* EXERCISE REQUIREMENTS *
**1)** Answer these questions from the article on Hortensia Amaro, one answer per line:
(a) For roughly how many years did Amaro work in public health research and practice in Boston?
(b) Besides her new associate vice provost role, what professorship does Amaro hold at USC?
(c) Where did Amaro's parents immigrate from?
**2)** Please return the passage of the article on Hortensia Amaro starting at "Working with our" and ending at "community research initiatives.", copied word for word.

University of Southern California


Working with our neighbors to build a strong community

USC introduces first associate provost for community research initiatives

Photo of Amaro Hortensia

After nearly 30 years of making major contributions to public health research and practice in Boston, Hortensia Amaro is entering a new phase in her career. She recently returned to Los Angeles, her former home, as USC’s first associate vice provost for community research initiatives.

In that role, she hopes to develop USC’s capacity to conduct interdisciplinary, community-based scholarship. This includes research “that can improve the underlying conditions leading to health disparities and limiting life conditions in poor neighborhoods, such as lack of economic opportunity, education quality, and access to medical care, as well as the effects of violence,” she said. Her goal is to enhance evidence-based assessment of community needs and track effectiveness of program investments.

“USC has a long history of engagement with the community and a perspective that its well-being and the community’s are intertwined,” said Amaro, who is also a dean’s professor of social work and preventive medicine. “It’s an environment where I can help find new solutions and inform policies to improve conditions in the largely Latino and African American communities surrounding the university.”

Amaro’s personal history has fueled her interest in public health. The child of Cuban immigrants, she lived for a while in Los Angeles public housing. Those early experiences prompted her, as a psychologist and researcher, to explore how individuals and families adapt to and function under difficult conditions.

Her groundbreaking studies on clinical strategies for treating women with co-occurring drug addiction, mental illness and post-traumatic stress disorder have provided strong evidence supporting integrated treatment for these conditions.

Her remarkable record of translating research into practice, will continue at USC,

“To me, engaged scholarship is really responsive to the needs of a local community,” she said. “It means that you’re in a dialogue where you’re listening and learning, sharing and developing solutions in partnership with the community.”

Collected data entries:
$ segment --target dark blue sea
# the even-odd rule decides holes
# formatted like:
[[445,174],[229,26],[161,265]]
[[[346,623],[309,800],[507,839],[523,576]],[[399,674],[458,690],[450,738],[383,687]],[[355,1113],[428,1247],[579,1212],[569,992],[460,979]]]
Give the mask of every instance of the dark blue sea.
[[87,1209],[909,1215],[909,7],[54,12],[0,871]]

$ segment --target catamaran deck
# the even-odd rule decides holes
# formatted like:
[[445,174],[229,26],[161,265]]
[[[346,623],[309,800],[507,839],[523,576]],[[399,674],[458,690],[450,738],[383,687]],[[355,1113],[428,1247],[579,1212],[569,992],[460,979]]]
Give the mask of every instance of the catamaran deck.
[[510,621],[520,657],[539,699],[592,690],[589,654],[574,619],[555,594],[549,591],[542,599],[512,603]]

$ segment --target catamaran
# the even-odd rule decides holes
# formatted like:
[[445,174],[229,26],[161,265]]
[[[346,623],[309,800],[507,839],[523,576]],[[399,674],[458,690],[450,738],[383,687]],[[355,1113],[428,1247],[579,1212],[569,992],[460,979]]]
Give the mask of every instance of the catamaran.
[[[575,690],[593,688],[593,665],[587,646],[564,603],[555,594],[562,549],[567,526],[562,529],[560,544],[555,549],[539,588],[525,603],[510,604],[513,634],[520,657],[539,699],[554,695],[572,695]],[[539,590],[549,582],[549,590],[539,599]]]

* EXPECTED OUTPUTS *
**1)**
(a) Nearly 30 years.
(b) Dean's professor of social work and preventive medicine.
(c) Cuba.

**2)**
Working with our neighbors to build a strong community

USC introduces first associate provost for community research initiatives

Photo of Amaro Hortensia

After nearly 30 years of making major contributions to public health research and practice in Boston, Hortensia Amaro is entering a new phase in her career. She recently returned to Los Angeles, her former home, as USC’s first associate vice provost for community research initiatives.